Vorgegebener Text:
»»
1. Urteil vom 02. November 2001

Aktenzeichen 511 C 8509/01

Leitsatz:

2. Bei einer Rundreise ist die Hauptleistungspflicht des Reiseunternehmens das Anfahren aller vereinbarten Orte. Fehlende Sprach- oder Sachkenntnisse des Reiseführers können, anders als bei einer Studienreise, nur einen geringfügigen Mangel begründen.

Zusammenfassung:

3. Die Klägerin hatte bei der Beklagten einen Busrundreise im Süden der USA mit Hin- und Rückflug gebucht und durchgeführt. Dabei wurde sie durch verschiedene Umstände, insbesondere den Zustand des Busses und den Busfahrer, der wenig Deutsch sprach und nur begrenzte Ortskenntnisse hatte, gestört. Daher verlangt sie Minderung des Reisepreises und Ersatz der Flugkosten. Vorprozessual leistete die Beklagte eine Rückzahlung von 20 % der Kosten der Rundreise.
««
Gespeicherte Zeilen:
»»
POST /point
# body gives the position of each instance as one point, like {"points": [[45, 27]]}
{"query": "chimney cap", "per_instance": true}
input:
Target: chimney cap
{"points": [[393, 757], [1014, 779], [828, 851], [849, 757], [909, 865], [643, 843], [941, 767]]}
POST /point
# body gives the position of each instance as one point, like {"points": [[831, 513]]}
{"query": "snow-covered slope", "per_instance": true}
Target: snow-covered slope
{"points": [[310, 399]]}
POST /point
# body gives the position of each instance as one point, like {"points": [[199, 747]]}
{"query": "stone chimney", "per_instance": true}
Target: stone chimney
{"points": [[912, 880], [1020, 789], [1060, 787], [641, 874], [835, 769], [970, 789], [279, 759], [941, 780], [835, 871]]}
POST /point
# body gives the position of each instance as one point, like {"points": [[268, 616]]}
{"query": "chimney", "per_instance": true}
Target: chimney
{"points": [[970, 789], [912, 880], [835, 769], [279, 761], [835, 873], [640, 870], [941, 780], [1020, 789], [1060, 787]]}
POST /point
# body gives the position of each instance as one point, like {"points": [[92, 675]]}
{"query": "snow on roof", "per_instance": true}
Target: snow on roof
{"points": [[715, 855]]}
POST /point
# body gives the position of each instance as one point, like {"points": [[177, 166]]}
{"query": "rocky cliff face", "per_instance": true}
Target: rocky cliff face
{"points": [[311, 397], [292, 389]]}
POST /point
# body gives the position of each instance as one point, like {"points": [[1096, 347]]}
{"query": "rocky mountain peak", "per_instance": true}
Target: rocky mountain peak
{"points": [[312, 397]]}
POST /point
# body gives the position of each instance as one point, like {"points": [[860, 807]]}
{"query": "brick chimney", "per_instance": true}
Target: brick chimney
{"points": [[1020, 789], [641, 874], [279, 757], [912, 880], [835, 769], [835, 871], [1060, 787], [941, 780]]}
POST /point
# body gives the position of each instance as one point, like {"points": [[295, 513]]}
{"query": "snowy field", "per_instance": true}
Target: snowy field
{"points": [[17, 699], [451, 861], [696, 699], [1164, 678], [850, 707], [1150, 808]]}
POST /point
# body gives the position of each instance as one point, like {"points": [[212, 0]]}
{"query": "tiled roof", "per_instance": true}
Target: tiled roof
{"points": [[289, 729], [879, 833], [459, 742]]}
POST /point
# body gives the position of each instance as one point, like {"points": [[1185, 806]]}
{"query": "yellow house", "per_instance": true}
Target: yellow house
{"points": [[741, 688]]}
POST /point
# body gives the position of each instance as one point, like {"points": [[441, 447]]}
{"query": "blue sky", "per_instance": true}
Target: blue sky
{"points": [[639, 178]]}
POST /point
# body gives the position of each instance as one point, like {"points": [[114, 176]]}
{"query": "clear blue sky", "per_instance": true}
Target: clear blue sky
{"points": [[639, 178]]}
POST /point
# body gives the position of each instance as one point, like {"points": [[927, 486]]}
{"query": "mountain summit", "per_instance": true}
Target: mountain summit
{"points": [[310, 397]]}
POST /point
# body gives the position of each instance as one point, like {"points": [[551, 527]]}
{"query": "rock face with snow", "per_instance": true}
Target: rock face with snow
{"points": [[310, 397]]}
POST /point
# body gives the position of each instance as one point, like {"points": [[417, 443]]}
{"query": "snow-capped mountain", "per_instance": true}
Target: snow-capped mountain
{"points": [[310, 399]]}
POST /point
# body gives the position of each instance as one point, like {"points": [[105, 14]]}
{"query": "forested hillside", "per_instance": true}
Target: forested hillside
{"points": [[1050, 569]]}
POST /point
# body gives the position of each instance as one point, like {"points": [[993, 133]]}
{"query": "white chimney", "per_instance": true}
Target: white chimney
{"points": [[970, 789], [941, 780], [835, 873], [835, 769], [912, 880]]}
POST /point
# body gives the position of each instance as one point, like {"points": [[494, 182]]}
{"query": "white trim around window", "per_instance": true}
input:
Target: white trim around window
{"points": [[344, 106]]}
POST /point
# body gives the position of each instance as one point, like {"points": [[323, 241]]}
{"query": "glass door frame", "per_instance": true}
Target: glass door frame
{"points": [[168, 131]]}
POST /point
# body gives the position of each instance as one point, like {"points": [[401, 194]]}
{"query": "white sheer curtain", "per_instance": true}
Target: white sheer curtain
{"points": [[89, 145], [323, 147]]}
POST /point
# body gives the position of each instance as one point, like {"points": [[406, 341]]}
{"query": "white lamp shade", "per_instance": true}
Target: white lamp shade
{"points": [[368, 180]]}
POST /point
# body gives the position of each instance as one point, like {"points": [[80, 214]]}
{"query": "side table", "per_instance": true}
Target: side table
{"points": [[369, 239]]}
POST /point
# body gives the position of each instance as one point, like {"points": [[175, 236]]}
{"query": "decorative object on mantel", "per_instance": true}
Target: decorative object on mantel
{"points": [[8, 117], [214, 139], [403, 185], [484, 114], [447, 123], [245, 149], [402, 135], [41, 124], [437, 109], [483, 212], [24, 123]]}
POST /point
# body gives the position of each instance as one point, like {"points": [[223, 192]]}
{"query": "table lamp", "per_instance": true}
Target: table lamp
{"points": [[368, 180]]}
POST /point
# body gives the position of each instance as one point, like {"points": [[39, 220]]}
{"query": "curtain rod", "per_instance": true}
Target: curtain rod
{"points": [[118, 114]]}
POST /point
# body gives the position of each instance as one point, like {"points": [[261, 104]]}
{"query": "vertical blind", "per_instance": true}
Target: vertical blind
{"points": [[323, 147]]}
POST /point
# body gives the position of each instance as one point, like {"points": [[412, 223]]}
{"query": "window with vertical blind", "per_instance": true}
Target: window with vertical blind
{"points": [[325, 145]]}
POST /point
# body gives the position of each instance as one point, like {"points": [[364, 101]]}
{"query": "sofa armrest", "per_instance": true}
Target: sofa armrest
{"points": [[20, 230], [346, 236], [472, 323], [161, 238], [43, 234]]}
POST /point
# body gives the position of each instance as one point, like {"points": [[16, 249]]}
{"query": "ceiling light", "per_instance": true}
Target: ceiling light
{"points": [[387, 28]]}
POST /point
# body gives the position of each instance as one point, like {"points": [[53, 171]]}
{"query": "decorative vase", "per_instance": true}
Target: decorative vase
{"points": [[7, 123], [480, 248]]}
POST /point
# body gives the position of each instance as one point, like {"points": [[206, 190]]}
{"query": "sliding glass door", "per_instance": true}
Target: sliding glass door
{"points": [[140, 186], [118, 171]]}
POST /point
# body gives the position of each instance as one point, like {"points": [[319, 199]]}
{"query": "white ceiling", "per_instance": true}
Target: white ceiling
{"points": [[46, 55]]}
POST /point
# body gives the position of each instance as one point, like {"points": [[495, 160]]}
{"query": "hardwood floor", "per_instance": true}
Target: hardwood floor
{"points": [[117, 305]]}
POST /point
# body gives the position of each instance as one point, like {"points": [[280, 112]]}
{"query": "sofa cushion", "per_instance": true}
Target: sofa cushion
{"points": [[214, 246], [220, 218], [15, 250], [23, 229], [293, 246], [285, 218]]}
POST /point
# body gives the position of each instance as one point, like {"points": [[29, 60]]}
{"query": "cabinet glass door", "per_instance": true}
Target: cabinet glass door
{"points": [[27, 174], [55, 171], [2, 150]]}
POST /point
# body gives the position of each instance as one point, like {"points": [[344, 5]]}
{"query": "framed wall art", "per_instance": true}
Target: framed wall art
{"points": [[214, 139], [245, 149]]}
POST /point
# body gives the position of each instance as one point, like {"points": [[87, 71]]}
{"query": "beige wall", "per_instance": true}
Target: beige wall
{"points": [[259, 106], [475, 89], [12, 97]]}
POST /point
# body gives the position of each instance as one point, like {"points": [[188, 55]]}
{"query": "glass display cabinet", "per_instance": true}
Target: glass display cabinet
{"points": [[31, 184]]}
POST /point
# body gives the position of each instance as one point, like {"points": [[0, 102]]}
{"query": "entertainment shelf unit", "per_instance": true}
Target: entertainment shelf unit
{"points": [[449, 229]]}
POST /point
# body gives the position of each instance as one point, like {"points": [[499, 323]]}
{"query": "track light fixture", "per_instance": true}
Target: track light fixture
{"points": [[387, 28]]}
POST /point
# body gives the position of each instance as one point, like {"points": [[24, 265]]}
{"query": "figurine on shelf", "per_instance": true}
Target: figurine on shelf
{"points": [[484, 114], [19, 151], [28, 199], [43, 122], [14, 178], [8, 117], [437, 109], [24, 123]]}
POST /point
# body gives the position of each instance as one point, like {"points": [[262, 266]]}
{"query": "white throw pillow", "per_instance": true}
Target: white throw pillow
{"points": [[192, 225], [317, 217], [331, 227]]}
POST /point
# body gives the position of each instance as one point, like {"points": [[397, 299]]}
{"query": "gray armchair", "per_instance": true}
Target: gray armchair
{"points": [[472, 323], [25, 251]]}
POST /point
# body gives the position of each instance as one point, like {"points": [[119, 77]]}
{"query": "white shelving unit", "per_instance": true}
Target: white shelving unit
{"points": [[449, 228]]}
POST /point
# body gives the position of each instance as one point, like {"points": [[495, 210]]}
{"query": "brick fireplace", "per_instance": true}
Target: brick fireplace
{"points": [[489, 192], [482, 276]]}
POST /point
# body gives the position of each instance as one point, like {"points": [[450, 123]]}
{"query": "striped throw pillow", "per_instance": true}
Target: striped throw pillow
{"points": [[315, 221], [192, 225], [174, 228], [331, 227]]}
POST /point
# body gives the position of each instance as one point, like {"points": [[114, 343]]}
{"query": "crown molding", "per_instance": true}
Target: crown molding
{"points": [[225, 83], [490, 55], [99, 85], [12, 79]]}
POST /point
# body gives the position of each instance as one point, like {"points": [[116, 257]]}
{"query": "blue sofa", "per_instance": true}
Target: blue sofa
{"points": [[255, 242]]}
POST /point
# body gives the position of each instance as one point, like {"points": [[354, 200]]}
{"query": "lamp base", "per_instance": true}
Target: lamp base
««
Aufgabenstellung: Geben Sie den Abschnitt des Urteilstexts zwischen „Aktenzeichen 511 C“ und „Kosten der Rundreise.“, beide eingeschlossen, wortgetreu wieder. Die Zeilen werden für die Bearbeitung nicht benötigt.

Bearbeitete Aufgabe:
Aktenzeichen 511 C 8509/01

Leitsatz:

2. Bei einer Rundreise ist die Hauptleistungspflicht des Reiseunternehmens das Anfahren aller vereinbarten Orte. Fehlende Sprach- oder Sachkenntnisse des Reiseführers können, anders als bei einer Studienreise, nur einen geringfügigen Mangel begründen.

Zusammenfassung:

3. Die Klägerin hatte bei der Beklagten einen Busrundreise im Süden der USA mit Hin- und Rückflug gebucht und durchgeführt. Dabei wurde sie durch verschiedene Umstände, insbesondere den Zustand des Busses und den Busfahrer, der wenig Deutsch sprach und nur begrenzte Ortskenntnisse hatte, gestört. Daher verlangt sie Minderung des Reisepreises und Ersatz der Flugkosten. Vorprozessual leistete die Beklagte eine Rückzahlung von 20 % der Kosten der Rundreise.